> _Фрагмент текста_:
М.М. Черненко, научный сотрудник:
Можно, видимо, говорить о наложении контуров разных культур друг на друга независимо от геополитических границ… Но это может увести далеко от реальных явлений и факторов.
Г.Г. Дадамян:
Предмет нашего обсуждения столь неопределенен и текуч, что дает возможность выписывать разные интеллектуальные вензеля. Поэтому я хотел бы с самого начала предупредить о некоторых, так сказать, кажимостях, которые существуют в культуре.
За процессами, имеющими внешне одинаковый вид, форму могут скрываться совершенно различные мотивации, причины и т.д. Например, сегодня мы видим взлет национальной кинодраматургии отдельных стран. Я хочу напомнить об удивительном взлете театрального искусства, который наблюдался после Октябрьской революции, в первые три послереволюционных года. Тогда только в ведении Наркомпроса было 1574 профессиональных театра, в Красной армии — 1210, около 900 театров-студий и театральных кружков и 3000 сельских театров. «Психоз театрализации», как говорил Мейерхольд по этому поводу. Это не значит, что это все во благо… Мы должны понимать, что внешне общие явления могут иметь совершенно иную природу, иные мотивации.

> _Список записей_:
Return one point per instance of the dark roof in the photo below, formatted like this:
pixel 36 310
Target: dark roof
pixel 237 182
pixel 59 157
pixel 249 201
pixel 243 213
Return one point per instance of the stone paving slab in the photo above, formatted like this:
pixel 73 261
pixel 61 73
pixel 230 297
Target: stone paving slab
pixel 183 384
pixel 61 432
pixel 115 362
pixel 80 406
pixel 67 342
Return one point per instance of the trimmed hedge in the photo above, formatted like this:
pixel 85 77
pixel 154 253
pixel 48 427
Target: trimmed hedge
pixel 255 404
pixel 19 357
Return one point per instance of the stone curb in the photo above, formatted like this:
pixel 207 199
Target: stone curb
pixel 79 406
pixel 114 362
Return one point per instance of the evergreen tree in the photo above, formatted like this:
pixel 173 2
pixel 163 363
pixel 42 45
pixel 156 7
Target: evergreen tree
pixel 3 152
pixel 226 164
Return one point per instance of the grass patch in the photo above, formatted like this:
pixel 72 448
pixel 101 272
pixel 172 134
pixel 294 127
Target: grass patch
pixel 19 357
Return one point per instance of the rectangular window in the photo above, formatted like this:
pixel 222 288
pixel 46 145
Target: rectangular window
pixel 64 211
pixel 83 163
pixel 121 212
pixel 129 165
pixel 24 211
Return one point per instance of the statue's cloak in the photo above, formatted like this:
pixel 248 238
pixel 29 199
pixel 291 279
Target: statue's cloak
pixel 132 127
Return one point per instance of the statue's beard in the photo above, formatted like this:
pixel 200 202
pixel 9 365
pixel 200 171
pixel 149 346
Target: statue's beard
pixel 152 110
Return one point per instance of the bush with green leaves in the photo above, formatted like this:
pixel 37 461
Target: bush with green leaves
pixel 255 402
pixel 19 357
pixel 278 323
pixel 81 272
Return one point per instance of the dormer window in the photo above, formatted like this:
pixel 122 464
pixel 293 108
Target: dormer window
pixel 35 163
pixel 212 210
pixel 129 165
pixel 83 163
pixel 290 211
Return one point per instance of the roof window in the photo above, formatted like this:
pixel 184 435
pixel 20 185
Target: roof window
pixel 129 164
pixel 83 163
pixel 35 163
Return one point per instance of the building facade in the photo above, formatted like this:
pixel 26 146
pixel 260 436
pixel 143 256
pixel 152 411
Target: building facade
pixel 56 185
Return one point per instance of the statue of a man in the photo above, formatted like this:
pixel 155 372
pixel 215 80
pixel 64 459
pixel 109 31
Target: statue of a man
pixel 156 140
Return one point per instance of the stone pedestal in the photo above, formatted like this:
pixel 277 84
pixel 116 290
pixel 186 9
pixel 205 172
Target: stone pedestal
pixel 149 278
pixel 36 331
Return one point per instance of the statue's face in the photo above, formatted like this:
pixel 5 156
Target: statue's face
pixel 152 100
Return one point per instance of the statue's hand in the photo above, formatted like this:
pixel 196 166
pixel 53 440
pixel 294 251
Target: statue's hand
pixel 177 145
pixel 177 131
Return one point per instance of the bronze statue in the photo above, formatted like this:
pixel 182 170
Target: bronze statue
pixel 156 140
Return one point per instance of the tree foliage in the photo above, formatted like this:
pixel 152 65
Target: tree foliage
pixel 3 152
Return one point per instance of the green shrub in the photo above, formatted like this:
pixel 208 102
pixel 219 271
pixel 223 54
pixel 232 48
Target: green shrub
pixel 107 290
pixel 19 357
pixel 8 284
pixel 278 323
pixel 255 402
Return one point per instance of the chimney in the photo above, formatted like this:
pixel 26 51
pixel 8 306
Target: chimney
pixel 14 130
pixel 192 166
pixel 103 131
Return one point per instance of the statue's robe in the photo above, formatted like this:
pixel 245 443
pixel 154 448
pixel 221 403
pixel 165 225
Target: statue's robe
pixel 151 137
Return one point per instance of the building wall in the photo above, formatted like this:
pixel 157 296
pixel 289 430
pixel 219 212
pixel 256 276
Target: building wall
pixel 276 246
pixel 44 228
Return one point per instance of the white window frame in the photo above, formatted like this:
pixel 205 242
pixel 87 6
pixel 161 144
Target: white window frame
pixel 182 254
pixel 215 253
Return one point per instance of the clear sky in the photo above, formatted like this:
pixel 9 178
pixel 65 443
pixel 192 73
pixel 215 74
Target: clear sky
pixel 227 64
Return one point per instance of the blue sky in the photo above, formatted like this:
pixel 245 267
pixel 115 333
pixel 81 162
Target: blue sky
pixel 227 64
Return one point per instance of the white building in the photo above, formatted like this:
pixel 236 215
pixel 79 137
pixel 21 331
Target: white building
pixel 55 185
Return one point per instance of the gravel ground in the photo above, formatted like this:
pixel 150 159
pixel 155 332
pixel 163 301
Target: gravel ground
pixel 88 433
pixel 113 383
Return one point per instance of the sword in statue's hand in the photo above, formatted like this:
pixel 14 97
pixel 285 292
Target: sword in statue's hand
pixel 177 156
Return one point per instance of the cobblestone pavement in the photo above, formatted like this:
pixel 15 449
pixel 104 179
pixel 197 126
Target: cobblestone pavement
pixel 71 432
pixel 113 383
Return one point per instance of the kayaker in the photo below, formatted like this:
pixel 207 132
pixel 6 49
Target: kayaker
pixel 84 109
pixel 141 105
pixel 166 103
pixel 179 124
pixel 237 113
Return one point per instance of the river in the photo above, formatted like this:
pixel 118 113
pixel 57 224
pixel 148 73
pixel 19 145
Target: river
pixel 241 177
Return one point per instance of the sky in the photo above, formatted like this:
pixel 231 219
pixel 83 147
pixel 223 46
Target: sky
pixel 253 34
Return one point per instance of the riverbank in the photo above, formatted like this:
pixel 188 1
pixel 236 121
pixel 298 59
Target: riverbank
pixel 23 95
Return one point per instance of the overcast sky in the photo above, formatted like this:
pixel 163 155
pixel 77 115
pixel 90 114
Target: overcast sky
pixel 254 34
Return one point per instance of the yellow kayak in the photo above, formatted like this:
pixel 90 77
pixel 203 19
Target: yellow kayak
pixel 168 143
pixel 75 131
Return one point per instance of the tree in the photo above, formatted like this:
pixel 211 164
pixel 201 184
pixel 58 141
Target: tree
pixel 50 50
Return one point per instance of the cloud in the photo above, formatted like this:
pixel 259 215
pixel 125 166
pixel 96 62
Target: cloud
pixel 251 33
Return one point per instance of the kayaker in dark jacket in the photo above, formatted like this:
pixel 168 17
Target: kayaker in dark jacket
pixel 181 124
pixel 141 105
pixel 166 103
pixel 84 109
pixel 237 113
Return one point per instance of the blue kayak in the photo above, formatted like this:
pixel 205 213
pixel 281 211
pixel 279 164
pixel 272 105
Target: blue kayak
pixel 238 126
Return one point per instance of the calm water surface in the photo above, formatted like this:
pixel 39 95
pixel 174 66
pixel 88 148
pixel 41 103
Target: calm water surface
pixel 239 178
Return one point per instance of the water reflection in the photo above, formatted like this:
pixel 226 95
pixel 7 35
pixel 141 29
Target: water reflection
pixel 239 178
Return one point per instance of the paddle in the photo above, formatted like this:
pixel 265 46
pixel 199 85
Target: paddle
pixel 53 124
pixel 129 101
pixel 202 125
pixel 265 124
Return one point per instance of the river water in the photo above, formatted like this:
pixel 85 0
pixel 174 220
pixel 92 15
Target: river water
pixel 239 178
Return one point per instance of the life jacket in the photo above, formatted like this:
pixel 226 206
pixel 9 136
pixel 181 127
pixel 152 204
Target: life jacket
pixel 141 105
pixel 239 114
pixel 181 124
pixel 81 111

> _Задание_:
Во фрагменте текста замените «геополитических границ» на «государственных границ» и приведите часть, начиная с «М.М. Черненко, научный» и заканчивая «явлений и факторов.».

> _Готовый ответ_:
М.М. Черненко, научный сотрудник:
Можно, видимо, говорить о наложении контуров разных культур друг на друга независимо от государственных границ… Но это может увести далеко от реальных явлений и факторов.